Convert every line of the listing below into a JSON array of strings, one string per line, skipping blank lines and leaving out the pictures.

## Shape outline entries

----------

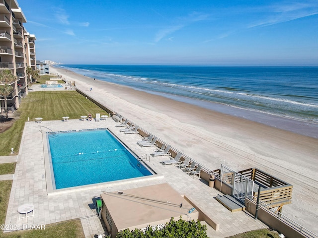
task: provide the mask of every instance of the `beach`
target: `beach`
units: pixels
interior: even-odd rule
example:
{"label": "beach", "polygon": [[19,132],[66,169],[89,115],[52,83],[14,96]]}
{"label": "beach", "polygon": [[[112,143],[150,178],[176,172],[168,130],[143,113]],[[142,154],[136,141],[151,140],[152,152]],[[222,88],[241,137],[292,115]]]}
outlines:
{"label": "beach", "polygon": [[318,139],[65,69],[50,71],[211,170],[222,163],[237,171],[256,167],[292,184],[283,214],[318,234]]}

----------

## Full answer
[
  "task: provide the mask of every instance of the `beach`",
  "target: `beach`",
  "units: pixels",
  "interior: even-odd rule",
  "example:",
  "{\"label\": \"beach\", \"polygon\": [[19,132],[66,169],[89,115],[52,83],[14,96]]}",
  "{\"label\": \"beach\", \"polygon\": [[[112,143],[150,178],[176,172],[168,130],[143,113]],[[142,154],[136,141],[151,140],[152,152]],[[222,88],[241,137],[292,115]]]}",
  "outlines:",
  "{\"label\": \"beach\", \"polygon\": [[318,139],[65,69],[50,71],[211,170],[222,163],[237,171],[256,167],[292,184],[283,214],[318,234]]}"
]